- [EXERCISE TASK]: List each line of the rows below that contains the string "grass", copying every such line in full. A match counts only if its letter case is identical.

- [EXTRACTED ENTRIES]:
****************************************
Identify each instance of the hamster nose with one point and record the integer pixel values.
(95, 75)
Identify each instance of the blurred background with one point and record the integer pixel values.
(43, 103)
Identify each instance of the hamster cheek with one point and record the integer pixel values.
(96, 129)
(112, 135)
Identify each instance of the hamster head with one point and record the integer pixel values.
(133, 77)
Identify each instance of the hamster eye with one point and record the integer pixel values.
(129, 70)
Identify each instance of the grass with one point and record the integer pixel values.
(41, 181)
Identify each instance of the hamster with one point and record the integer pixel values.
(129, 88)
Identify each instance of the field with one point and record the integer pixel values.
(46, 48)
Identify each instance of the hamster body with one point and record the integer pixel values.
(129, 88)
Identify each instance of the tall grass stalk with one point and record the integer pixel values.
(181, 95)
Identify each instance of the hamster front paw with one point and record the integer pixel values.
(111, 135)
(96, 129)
****************************************
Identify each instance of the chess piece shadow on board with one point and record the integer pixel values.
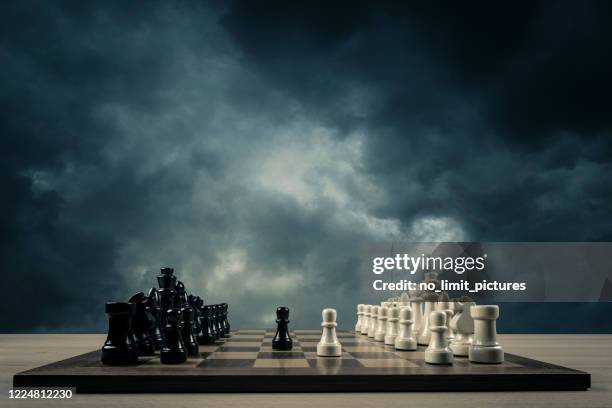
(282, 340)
****************************************
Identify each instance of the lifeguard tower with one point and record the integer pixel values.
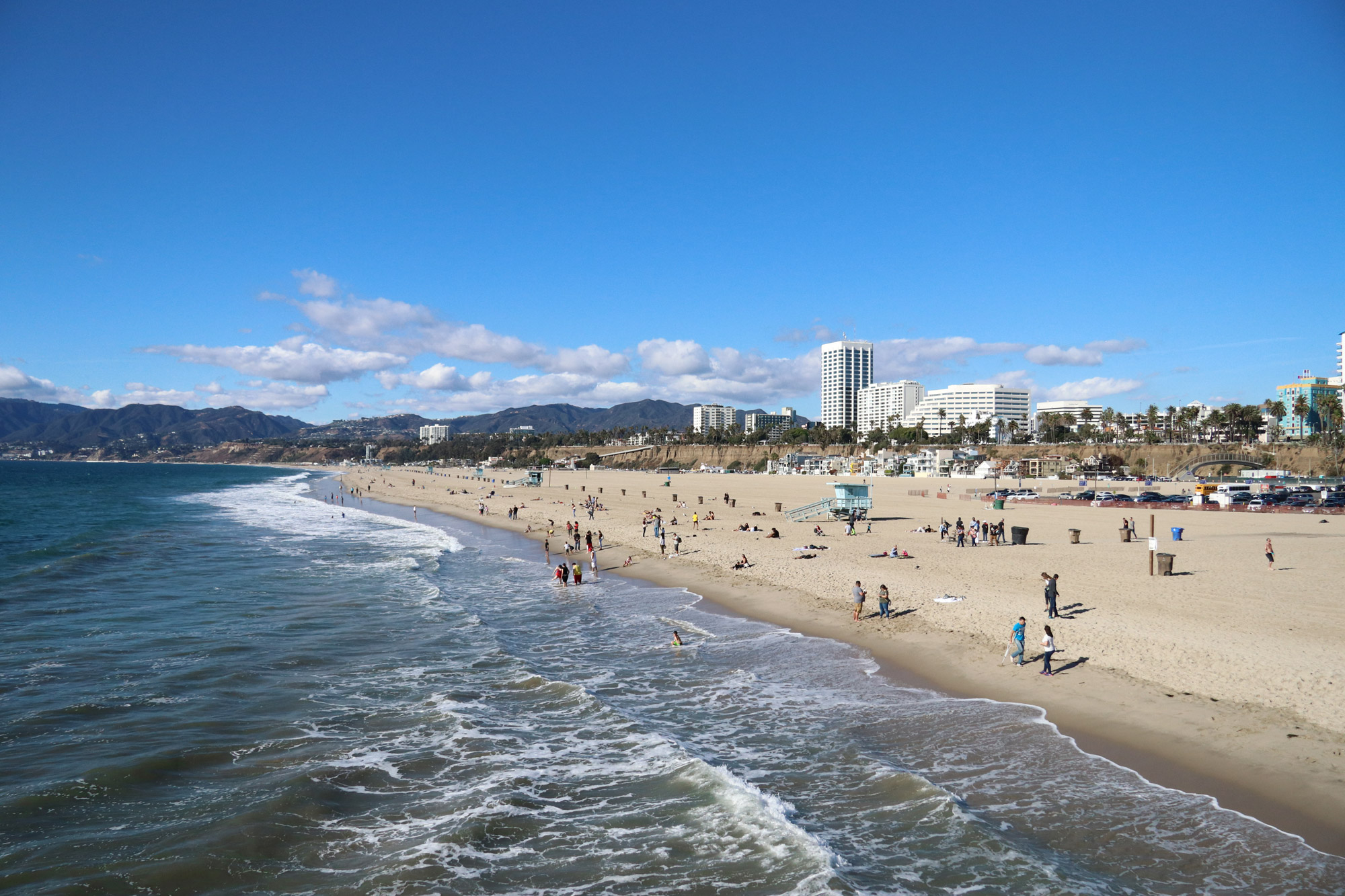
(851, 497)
****************************************
- [WRITTEN REPLY]:
Identify each instance of the grass with one point and record the integer pixel values.
Identify each instance of the tall grass stalk with one point and record the integer pixel values.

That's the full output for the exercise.